■ Your goal ■
Copy each of the lines below word for word, keeping their order.

### Dataset excerpts ###

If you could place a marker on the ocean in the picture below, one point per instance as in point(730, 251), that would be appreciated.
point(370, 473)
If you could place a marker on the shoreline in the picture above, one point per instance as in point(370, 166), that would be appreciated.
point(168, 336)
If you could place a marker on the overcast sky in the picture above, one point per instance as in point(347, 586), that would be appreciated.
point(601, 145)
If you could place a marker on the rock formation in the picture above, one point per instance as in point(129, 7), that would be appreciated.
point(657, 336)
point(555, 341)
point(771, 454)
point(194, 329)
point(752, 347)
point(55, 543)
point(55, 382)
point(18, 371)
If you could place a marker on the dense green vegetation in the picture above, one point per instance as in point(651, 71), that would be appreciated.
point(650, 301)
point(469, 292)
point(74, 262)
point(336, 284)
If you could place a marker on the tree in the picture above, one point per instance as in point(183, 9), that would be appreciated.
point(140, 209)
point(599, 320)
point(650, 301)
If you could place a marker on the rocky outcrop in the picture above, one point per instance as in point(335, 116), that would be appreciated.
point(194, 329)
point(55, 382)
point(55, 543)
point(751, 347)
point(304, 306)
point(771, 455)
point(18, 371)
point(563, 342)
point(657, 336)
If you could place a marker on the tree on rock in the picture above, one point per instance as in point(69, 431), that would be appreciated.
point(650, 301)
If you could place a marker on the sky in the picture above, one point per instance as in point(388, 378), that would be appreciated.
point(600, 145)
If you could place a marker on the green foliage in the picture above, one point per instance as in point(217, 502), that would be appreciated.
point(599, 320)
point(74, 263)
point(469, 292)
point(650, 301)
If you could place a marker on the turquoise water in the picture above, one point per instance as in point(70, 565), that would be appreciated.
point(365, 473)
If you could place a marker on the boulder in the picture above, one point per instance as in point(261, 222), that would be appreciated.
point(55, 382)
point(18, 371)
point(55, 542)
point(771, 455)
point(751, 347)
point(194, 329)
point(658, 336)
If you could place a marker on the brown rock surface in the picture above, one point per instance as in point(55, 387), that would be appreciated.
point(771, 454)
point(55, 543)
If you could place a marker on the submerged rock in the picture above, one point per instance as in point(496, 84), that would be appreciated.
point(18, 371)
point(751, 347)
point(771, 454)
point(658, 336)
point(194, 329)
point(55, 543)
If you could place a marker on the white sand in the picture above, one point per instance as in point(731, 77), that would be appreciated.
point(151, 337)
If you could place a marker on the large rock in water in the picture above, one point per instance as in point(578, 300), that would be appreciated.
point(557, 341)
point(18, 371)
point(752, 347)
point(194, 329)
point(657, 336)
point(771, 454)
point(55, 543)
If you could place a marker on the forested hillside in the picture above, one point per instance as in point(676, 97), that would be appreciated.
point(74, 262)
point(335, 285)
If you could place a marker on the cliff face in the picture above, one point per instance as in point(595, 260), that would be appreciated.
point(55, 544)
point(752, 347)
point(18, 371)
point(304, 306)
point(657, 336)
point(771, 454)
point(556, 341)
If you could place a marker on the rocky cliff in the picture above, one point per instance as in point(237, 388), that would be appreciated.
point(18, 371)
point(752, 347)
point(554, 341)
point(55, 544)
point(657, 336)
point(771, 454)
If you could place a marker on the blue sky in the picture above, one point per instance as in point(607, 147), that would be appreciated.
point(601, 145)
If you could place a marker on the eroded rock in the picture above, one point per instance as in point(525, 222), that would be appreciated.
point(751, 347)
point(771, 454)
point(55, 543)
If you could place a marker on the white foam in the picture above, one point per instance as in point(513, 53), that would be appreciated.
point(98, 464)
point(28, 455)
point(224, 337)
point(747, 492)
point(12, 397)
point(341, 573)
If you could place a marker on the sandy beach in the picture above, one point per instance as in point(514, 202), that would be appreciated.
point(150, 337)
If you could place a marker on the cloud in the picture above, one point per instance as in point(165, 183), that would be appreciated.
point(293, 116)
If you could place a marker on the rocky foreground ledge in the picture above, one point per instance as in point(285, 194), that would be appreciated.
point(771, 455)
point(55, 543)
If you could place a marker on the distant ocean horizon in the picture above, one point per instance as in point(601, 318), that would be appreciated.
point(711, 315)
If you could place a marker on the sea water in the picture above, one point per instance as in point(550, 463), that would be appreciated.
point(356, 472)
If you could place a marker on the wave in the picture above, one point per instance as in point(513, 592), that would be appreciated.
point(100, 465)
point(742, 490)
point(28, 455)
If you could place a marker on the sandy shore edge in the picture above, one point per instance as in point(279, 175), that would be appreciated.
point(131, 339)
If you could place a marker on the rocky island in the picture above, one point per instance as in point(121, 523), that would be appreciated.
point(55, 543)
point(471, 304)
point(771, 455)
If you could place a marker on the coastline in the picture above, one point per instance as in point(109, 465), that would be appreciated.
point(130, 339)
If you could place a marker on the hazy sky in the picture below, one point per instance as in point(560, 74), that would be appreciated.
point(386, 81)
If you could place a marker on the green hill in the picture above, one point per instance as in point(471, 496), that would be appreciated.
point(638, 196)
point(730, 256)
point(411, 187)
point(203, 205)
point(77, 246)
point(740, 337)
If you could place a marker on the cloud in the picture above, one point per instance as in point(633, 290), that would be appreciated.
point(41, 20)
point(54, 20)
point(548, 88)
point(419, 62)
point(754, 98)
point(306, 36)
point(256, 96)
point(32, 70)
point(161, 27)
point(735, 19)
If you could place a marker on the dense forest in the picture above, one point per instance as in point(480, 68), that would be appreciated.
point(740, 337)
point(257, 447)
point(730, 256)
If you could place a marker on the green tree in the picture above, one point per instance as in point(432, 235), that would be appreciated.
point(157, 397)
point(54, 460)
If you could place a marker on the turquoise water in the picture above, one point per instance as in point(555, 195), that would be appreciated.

###

■ Result of this exercise ■
If you could place a marker on the ocean in the picture below, one point per instance as in point(730, 251), that would be appreciated.
point(370, 473)
If you could place a marker on the shoreline in the picture above, one point per instance as in point(370, 166), that would be appreciated.
point(168, 336)
If you could place a marker on the overcast sky in the picture above, one point per instance as in point(347, 586), that would be appreciated.
point(601, 145)
If you could place a marker on the rock formation in the picture above, one point per instance as in point(129, 7), that would be appreciated.
point(657, 336)
point(555, 341)
point(771, 454)
point(194, 329)
point(752, 347)
point(55, 543)
point(55, 382)
point(18, 371)
If you could place a marker on the dense green vegetation in the picture above, one point per instance as in point(651, 71), that would be appreciated.
point(650, 301)
point(469, 292)
point(74, 262)
point(336, 284)
If you could place a marker on the tree in the picture above, one point per instance as in point(183, 9), that would be appreciated.
point(140, 209)
point(599, 320)
point(650, 301)
If you could place a marker on the rocky outcrop in the picture above, one point per instance as in point(335, 116), that would be appreciated.
point(194, 329)
point(55, 382)
point(55, 543)
point(751, 347)
point(304, 306)
point(771, 455)
point(18, 371)
point(563, 342)
point(657, 336)
If you could place a marker on the tree on rock in the picture above, one point per instance as in point(69, 431), that would be appreciated.
point(650, 301)
If you could place a marker on the sky in the picture above, one point per instance as in point(388, 378), that would be appreciated.
point(600, 145)
If you could place a marker on the green foliage in the picture above, one point per instance as in point(217, 502), that would be appreciated.
point(599, 320)
point(74, 263)
point(469, 292)
point(650, 301)
If you could place a marker on the turquoise water in the picture above, one point per instance as in point(70, 565), that would be appreciated.
point(365, 473)
If you could place a marker on the boulder in the picture above, one point per instance as in point(261, 222), that would be appreciated.
point(55, 382)
point(18, 371)
point(55, 542)
point(771, 455)
point(751, 347)
point(194, 329)
point(658, 336)
If you could place a marker on the brown rock surface in the picture above, one point per instance as in point(55, 387), that would be appreciated.
point(771, 454)
point(55, 543)
If you could place a marker on the submerged rock in the picture above, one point per instance as in point(496, 84), that would be appreciated.
point(18, 371)
point(751, 347)
point(771, 454)
point(658, 336)
point(194, 329)
point(55, 543)
If you could place a marker on the white sand in the picture above, one point per instance as in point(731, 77), that would be appreciated.
point(151, 337)
If you could place a marker on the large rock in water in the picture above, one point per instance as in point(578, 300), that would be appreciated.
point(557, 341)
point(18, 371)
point(752, 347)
point(194, 329)
point(657, 336)
point(771, 454)
point(55, 543)
If you could place a marker on the forested hillside in the picture above, one point per instance as in point(676, 97), that would be appreciated.
point(74, 262)
point(335, 285)
If you could place a marker on the cliff face in the picture above, one point per instance as in point(595, 260), that would be appreciated.
point(55, 544)
point(752, 347)
point(18, 371)
point(304, 306)
point(657, 336)
point(771, 454)
point(556, 341)
If you could place a marker on the rocky cliff in the picture above, one point per instance as in point(237, 388), that would be appreciated.
point(18, 371)
point(752, 347)
point(554, 341)
point(55, 544)
point(657, 336)
point(771, 454)
If you could place a marker on the blue sky in the picture above, one point per instance as in point(607, 147), that would be appreciated.
point(601, 145)
If you could place a marker on the eroded rock in the picture above, one point per instance as in point(525, 222), that would be appreciated.
point(751, 347)
point(771, 454)
point(55, 543)
If you could place a marker on the white foam in the picture above, one point per instance as in point(513, 53), that would be appreciated.
point(98, 464)
point(28, 455)
point(224, 337)
point(747, 492)
point(12, 397)
point(341, 573)
If you could place a marker on the sandy beach in the picture above, one point per instance as in point(514, 202), that would be appreciated.
point(150, 337)
If you could place a marker on the cloud in the picture above, one point per instance as in point(165, 183), that would be appreciated.
point(293, 116)
If you could place a marker on the rocky foreground ledge in the picture above, one point per instance as in point(285, 194), that would be appreciated.
point(771, 455)
point(55, 543)
If you could place a marker on the distant ocean horizon in the picture above, one point per instance as in point(601, 318), that would be appreciated.
point(711, 315)
If you could place a marker on the sea water in the picture above, one point per instance as in point(550, 463), that would be appreciated.
point(356, 472)
If you could place a marker on the wave in the picture above, one point per instance as in point(513, 592), that would be appreciated.
point(100, 465)
point(742, 490)
point(28, 455)
If you could place a marker on the sandy shore edge in the picture above, one point per instance as in point(279, 175), that would be appreciated.
point(131, 339)
If you could place a marker on the rocky island in the picture above, one point per instance as in point(121, 523), that would be appreciated.
point(55, 543)
point(471, 304)
point(771, 455)
If you could place a marker on the coastline in the picture above, one point per instance as in point(109, 465), that would be appreciated.
point(130, 339)
If you could place a marker on the hazy sky in the picture below, one point per instance as in point(560, 74), that would be appreciated.
point(386, 81)
If you could place a marker on the green hill in the picture above, one point per instance as in point(471, 496), that would be appreciated.
point(638, 196)
point(730, 256)
point(411, 187)
point(203, 205)
point(77, 246)
point(740, 337)
If you could place a marker on the cloud in the picture above, one point per instance as in point(633, 290), that would be appreciated.
point(41, 20)
point(54, 20)
point(548, 88)
point(419, 62)
point(754, 98)
point(306, 36)
point(256, 96)
point(32, 70)
point(161, 27)
point(735, 19)
If you could place a marker on the dense forest in the picture above, one point per instance as in point(480, 68), that would be appreciated.
point(740, 337)
point(257, 447)
point(730, 256)
If you could place a marker on the green tree in the picture above, one point per instance as in point(432, 235), that would be appreciated.
point(157, 397)
point(54, 460)
If you could place a marker on the turquoise water in the picture above, one point per instance as in point(555, 195), that would be appreciated.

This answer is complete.